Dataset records
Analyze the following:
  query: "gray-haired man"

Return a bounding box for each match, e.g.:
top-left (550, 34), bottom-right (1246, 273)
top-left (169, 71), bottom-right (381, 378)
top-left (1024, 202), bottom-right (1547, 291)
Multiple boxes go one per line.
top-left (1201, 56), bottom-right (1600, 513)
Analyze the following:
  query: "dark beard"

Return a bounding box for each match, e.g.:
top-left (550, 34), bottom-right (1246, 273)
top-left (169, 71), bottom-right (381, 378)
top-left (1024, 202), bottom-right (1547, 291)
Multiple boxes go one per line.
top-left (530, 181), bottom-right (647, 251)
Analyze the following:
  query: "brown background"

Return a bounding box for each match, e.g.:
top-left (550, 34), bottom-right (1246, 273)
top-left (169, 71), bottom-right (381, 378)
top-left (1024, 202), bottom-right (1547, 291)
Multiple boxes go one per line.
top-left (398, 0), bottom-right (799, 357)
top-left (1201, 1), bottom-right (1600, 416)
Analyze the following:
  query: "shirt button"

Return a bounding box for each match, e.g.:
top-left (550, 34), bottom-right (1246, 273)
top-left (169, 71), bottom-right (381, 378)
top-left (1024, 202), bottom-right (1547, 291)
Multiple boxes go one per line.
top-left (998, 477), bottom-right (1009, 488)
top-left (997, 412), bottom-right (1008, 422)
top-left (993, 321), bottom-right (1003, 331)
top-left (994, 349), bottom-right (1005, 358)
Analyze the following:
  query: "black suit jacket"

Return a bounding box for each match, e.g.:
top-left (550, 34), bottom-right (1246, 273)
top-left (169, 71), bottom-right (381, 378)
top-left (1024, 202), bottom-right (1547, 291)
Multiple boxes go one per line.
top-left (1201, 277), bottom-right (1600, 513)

## Your task
Copy out each record from above, exactly.

## Written solution
Analyze the following:
  query: "gray-haired man"

Return a bounding box for each match, e.g.:
top-left (550, 34), bottom-right (1246, 273)
top-left (169, 71), bottom-right (381, 378)
top-left (1024, 202), bottom-right (1547, 291)
Multiple boxes go one per line.
top-left (1201, 56), bottom-right (1600, 513)
Analyze the following:
  query: "dark beard"

Return a bounding box for each match, e.g.:
top-left (550, 34), bottom-right (1246, 273)
top-left (169, 71), bottom-right (381, 378)
top-left (1024, 202), bottom-right (1547, 291)
Multiple boxes go one per line.
top-left (530, 181), bottom-right (647, 251)
Analyze the following:
  query: "brown background"

Return a bounding box for each match, e.g.:
top-left (550, 34), bottom-right (1246, 273)
top-left (169, 71), bottom-right (381, 378)
top-left (1024, 202), bottom-right (1547, 291)
Multiple boxes go one per line.
top-left (398, 0), bottom-right (799, 357)
top-left (1201, 1), bottom-right (1600, 416)
Analyze the following:
  query: "shirt button"

Return a bounding box for each match, e.g.:
top-left (550, 34), bottom-right (1246, 273)
top-left (169, 71), bottom-right (381, 378)
top-left (1024, 202), bottom-right (1547, 291)
Multiple boxes go one per line.
top-left (998, 477), bottom-right (1009, 488)
top-left (997, 412), bottom-right (1008, 422)
top-left (993, 321), bottom-right (1003, 331)
top-left (994, 349), bottom-right (1005, 358)
Analyze the following:
  query: "black suit jacket"

Return a bounding box for each match, e.g.:
top-left (550, 34), bottom-right (1246, 273)
top-left (169, 71), bottom-right (381, 378)
top-left (1024, 202), bottom-right (1547, 291)
Multiple boxes go one per line.
top-left (1201, 277), bottom-right (1600, 513)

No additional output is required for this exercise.